#### DATA FOR ANALYSIS ####

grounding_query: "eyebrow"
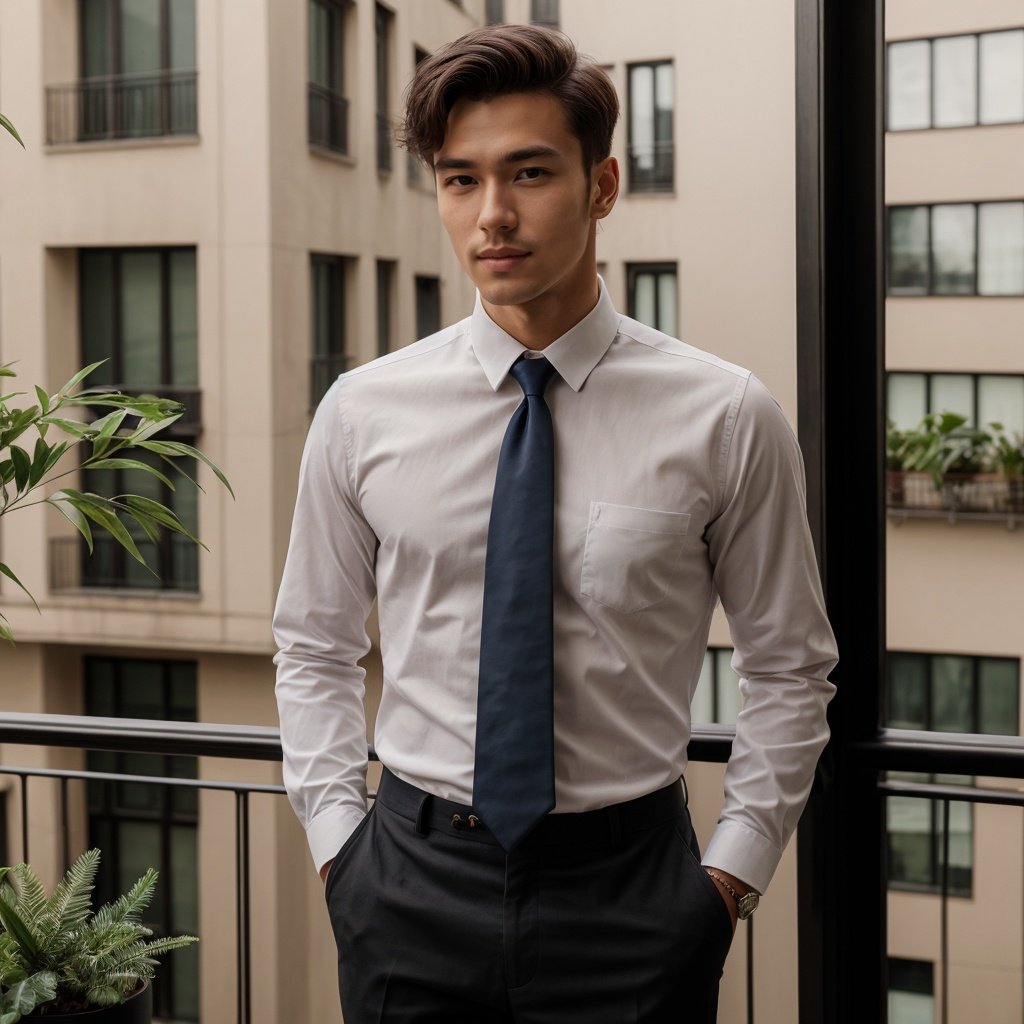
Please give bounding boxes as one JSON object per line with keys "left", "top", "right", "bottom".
{"left": 433, "top": 146, "right": 563, "bottom": 171}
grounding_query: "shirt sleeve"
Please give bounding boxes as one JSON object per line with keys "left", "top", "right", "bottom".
{"left": 273, "top": 378, "right": 378, "bottom": 873}
{"left": 700, "top": 374, "right": 839, "bottom": 895}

####

EXERCISE INSTRUCTIONS ▸ Each record must be quoted in full and exactly. Do not include the pictures.

SOLUTION TO THIS EXERCISE ▸
grounding_query: "eyebrow"
Please give bounding boxes as one JSON object per line with keys "left", "top", "right", "bottom".
{"left": 433, "top": 146, "right": 563, "bottom": 171}
grounding_query: "shirt sleeve"
Please give bounding boxes as one JSON object per line with keys "left", "top", "right", "bottom".
{"left": 273, "top": 378, "right": 378, "bottom": 873}
{"left": 700, "top": 374, "right": 839, "bottom": 895}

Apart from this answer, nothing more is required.